Your objective
Please reproduce the portion of the hard drive market passage starting at "In addition, the" and ending at "Hitachi to do so.", word for word.

Given passage

[start]

In addition, the hard drive market is highly competitive and in a constant change of flux, with new recording technologies, capacity, and performance on the one side and cost pressure along with emerging storage alternatives, such as flash memory squeezing on the other. We wanted to have a closer look at the hard drive arena and enlisted the help of Hitachi to do so.

Hard Drive Market Segments

The market is not as easy to assess as you might imagine, because there are multiple players that all focus on different product types. These can be primarily characterized through different form factors, most notably the 3.5,” 2.5,” and 1.8” sizes, as well as others. However, these form factors do not necessarily equate to a particular market segment. While the HDD market is divided into at least four segments—server/workstation, desktop, mobile, and consumer electronics—it is not possible to strictly assign each form factor to one of these segments. For example, there are 2.5” drives for notebooks, but there are also 2.5” models for servers. In addition, hard drive makers do not all cater to the same segments and form factors, but portfolios vary a lot.

Trends: Upswing for 2.5” Drives

The trend towards smaller form factors started many years ago when 5.25” hard drives were phased out in favor of the 3.5” ones, which were much easier to handle, faster and more robust. Higher recording capacities helped to bridge potential capacity gaps as a result of this move, since smaller platters store less data at comparable areal densities.

[end]

Listed records

[start]

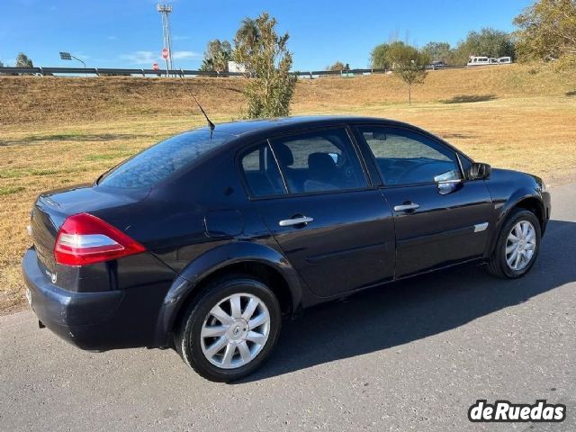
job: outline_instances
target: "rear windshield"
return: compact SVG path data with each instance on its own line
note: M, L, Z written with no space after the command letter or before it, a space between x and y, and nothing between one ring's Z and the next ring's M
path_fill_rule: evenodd
M98 183L104 186L149 187L167 178L209 151L235 137L196 130L172 137L139 153L107 173Z

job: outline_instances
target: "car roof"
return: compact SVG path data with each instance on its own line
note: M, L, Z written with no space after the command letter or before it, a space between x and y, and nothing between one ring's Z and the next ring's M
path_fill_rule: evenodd
M214 132L234 135L237 137L244 137L249 135L254 136L270 136L274 134L283 133L284 131L297 130L307 128L336 126L342 124L358 124L358 123L382 123L393 124L400 126L408 125L401 122L393 120L381 119L375 117L356 117L345 115L301 115L292 117L279 117L275 119L257 119L246 120L238 122L230 122L227 123L216 124ZM208 130L207 126L203 128Z

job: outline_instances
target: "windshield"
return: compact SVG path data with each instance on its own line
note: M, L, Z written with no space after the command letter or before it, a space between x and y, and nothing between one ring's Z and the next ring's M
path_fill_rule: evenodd
M233 135L196 130L161 141L107 173L98 184L110 187L149 187L209 151L230 142Z

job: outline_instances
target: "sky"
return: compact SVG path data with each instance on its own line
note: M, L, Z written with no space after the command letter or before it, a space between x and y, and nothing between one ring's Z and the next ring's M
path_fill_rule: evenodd
M162 26L153 0L0 0L0 61L24 52L40 67L149 68L160 61ZM455 45L471 30L512 31L531 0L166 0L174 66L196 69L206 43L232 40L239 22L268 12L288 32L293 70L323 69L337 60L367 68L372 49L393 39L423 46ZM75 64L76 63L76 64ZM160 61L160 65L162 65Z

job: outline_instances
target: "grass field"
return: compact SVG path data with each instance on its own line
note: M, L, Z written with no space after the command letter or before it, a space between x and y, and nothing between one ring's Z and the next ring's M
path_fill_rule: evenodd
M216 122L238 118L242 79L192 79ZM394 76L299 82L293 113L409 122L474 159L554 184L576 174L576 76L498 67L436 71L406 104ZM154 142L202 124L184 88L152 78L0 77L0 313L21 308L20 259L36 195L89 183Z

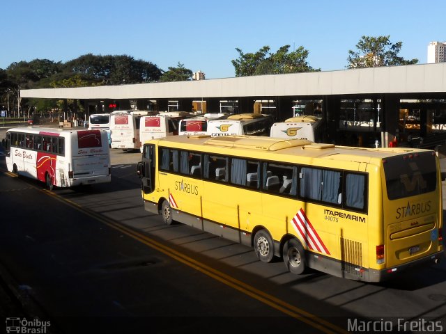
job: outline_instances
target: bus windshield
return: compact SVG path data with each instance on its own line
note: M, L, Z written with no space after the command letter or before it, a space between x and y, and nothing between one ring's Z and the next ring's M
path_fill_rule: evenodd
M390 200L426 193L436 190L435 154L431 152L396 156L383 161Z
M91 124L109 124L109 116L92 115L90 116Z

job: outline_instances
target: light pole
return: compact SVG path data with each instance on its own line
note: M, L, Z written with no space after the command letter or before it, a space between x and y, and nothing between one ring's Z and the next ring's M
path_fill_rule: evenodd
M9 113L9 88L6 89L6 93L8 94L8 112Z

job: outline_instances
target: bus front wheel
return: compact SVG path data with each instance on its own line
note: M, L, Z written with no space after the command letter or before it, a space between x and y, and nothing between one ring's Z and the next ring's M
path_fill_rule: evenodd
M254 250L262 262L270 262L274 257L272 238L265 230L261 230L254 237Z
M53 190L53 188L54 186L53 185L53 180L49 173L47 173L47 177L45 177L45 180L46 180L47 188L48 188L48 190L51 191L52 190Z
M169 202L164 200L161 206L161 214L162 215L162 220L167 225L171 225L172 222L172 210L170 207Z
M300 275L305 270L305 255L304 248L295 239L291 239L284 246L284 262L288 270Z

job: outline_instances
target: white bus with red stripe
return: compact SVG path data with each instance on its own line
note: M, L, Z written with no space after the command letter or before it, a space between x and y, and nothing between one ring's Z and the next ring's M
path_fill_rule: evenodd
M148 111L132 110L116 111L110 115L112 148L123 150L141 148L139 120L148 115Z
M194 134L206 134L208 122L211 120L221 120L229 116L224 113L209 113L200 116L185 118L180 120L178 134L192 136Z
M8 170L50 189L111 181L105 130L15 127L8 130L5 143Z
M186 111L166 111L155 116L141 117L139 120L141 142L178 134L179 122L181 120L190 118L193 116Z
M265 262L379 282L444 257L435 152L254 136L144 144L144 208L253 246Z

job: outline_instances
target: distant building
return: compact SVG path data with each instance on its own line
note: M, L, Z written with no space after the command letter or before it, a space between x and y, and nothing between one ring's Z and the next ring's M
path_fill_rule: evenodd
M197 71L192 76L194 80L204 80L204 73L201 71Z
M446 42L431 42L427 46L427 63L445 63Z

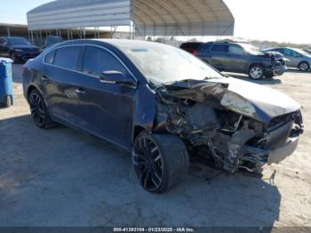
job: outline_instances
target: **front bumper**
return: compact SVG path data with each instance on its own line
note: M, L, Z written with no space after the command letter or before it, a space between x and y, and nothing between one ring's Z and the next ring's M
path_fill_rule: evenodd
M282 76L287 70L286 66L283 67L273 67L270 68L266 68L266 75L271 76Z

[end]

Task output
In addition, the hard drive market is highly competitive and in a constant change of flux, with new recording technologies, capacity, and performance on the one side and cost pressure along with emerging storage alternatives, such as flash memory squeezing on the other. We wanted to have a closer look at the hard drive arena and enlisted the help of Hitachi to do so.